> _Given problem_
Rename "blue sky" to "clear sky" in the rows, starting with the first line and going on through the line with "[(385, 159)]", and give those lines again with nothing else changed.

--- start Supplied material ---

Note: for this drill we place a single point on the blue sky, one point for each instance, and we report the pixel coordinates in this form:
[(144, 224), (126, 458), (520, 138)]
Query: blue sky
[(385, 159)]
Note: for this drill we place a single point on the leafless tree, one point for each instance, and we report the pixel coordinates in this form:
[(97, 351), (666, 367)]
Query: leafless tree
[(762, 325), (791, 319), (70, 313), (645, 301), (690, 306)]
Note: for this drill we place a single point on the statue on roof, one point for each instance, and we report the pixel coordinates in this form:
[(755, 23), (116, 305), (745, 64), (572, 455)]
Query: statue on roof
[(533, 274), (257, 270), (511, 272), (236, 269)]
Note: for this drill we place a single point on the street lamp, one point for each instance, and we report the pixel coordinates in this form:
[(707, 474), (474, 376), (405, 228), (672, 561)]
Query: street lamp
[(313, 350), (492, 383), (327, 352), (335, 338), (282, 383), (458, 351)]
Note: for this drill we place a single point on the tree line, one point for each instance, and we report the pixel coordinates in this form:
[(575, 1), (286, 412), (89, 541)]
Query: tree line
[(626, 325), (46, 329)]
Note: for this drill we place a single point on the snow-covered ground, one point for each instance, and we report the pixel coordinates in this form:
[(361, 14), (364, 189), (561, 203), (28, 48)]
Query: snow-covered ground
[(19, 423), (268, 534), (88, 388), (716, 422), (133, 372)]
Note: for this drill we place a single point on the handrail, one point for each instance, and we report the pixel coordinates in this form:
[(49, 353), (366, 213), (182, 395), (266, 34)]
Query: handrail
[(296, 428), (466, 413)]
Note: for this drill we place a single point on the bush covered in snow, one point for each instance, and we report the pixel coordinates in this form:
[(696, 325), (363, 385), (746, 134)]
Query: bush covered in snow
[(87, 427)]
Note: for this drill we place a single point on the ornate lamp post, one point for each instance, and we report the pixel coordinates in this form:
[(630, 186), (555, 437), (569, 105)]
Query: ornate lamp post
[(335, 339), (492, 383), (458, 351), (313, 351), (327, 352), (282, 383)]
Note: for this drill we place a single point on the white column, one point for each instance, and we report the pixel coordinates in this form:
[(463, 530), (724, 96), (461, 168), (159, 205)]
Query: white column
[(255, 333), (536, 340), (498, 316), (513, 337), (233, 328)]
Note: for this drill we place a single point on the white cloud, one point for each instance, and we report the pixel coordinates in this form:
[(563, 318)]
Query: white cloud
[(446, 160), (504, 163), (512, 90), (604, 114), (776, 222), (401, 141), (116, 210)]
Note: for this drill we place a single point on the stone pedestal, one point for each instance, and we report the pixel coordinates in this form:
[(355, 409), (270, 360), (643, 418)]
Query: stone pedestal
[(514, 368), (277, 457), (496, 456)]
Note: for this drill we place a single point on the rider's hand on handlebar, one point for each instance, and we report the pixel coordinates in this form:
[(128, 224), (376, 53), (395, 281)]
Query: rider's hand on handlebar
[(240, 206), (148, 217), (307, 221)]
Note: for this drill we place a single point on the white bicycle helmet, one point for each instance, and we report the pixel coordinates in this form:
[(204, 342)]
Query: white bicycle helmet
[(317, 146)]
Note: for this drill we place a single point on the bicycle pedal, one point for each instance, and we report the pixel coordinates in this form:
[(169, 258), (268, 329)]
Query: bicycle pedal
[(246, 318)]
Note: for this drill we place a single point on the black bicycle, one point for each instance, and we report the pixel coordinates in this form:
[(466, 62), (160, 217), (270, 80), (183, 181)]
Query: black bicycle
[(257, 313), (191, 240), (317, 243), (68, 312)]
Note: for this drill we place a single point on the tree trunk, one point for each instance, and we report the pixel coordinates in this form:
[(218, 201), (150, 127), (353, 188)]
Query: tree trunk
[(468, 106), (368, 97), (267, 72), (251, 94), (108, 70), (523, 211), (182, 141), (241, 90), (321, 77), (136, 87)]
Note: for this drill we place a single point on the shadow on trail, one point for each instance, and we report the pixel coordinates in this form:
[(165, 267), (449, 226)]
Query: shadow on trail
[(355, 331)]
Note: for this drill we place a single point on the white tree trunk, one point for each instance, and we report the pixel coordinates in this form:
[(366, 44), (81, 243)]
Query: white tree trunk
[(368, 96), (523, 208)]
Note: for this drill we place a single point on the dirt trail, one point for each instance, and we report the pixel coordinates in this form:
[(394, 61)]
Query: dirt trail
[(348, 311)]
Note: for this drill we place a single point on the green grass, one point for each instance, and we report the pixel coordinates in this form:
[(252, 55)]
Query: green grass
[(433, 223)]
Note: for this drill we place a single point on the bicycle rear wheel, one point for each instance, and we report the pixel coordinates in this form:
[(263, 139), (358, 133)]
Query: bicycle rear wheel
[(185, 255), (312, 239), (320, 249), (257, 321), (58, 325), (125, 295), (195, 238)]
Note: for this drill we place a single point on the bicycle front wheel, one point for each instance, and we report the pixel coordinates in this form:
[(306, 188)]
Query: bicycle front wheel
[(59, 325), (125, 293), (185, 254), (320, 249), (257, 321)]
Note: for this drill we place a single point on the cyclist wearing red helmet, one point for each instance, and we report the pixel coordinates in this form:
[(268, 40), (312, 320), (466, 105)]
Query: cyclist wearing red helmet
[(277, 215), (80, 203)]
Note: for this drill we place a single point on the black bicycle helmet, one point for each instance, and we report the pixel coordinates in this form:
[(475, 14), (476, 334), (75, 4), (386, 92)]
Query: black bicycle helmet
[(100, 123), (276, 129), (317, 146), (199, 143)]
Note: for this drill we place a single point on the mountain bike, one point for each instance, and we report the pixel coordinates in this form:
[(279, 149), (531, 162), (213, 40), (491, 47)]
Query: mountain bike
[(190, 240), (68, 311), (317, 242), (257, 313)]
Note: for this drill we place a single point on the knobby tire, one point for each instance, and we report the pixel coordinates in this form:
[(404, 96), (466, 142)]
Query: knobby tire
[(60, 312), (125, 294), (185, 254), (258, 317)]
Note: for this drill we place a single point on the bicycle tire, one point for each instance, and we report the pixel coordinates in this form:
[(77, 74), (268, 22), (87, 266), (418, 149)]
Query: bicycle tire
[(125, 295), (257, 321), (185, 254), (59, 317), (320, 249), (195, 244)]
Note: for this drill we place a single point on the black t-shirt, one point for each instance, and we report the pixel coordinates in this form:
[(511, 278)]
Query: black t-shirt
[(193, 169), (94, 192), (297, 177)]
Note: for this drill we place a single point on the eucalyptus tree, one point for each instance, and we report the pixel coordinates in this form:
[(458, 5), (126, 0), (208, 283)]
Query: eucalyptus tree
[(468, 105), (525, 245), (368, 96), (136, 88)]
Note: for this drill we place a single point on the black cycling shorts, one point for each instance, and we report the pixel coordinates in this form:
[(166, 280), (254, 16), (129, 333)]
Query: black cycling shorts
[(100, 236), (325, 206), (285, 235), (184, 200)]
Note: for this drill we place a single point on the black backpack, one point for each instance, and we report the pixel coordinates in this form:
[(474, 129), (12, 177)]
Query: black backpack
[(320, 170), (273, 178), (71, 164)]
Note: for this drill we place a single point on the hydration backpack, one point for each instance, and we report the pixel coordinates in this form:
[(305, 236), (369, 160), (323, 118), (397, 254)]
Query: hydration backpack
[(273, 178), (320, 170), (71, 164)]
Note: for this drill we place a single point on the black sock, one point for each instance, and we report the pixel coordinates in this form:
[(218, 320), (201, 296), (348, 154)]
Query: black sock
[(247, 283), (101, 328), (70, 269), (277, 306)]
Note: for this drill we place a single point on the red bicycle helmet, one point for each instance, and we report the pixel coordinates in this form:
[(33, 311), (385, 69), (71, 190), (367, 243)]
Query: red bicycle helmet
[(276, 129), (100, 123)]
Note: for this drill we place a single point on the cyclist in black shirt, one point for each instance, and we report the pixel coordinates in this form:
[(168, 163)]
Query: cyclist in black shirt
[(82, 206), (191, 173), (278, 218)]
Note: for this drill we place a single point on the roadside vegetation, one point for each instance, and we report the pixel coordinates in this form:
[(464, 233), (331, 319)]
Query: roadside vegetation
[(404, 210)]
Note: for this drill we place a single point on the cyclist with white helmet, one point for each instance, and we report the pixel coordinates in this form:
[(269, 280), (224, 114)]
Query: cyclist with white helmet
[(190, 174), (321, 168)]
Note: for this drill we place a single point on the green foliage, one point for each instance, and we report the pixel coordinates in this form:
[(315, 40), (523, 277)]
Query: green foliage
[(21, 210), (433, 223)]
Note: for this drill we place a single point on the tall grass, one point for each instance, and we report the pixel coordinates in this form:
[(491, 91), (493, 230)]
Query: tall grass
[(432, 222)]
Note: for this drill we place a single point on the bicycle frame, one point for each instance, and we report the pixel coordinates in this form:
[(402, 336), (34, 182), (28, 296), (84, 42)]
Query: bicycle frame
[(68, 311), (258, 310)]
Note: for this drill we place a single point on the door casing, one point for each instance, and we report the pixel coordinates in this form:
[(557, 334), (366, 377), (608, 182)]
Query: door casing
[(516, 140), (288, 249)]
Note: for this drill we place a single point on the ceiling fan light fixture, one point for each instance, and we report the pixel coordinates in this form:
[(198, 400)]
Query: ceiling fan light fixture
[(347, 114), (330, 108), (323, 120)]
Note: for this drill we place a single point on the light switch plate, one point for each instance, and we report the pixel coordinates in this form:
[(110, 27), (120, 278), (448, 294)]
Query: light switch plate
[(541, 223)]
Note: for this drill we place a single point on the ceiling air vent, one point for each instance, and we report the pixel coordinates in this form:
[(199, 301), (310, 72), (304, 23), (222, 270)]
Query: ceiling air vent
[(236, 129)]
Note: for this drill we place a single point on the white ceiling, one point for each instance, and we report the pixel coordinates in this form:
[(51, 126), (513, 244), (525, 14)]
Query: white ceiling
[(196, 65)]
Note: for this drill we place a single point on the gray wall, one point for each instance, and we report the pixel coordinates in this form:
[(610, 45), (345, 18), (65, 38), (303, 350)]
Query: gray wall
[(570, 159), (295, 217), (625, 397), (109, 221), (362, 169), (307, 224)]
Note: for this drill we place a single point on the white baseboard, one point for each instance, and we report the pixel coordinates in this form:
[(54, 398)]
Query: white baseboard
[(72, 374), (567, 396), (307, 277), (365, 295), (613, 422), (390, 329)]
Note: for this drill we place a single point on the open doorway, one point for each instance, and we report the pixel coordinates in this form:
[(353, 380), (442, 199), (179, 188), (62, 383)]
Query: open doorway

--- end Supplied material ---

> _Output of the task_
Note: for this drill we place a single point on the clear sky, one point for each instance, and we report the pixel coordinates in this form:
[(144, 224), (126, 458), (520, 138)]
Query: clear sky
[(385, 159)]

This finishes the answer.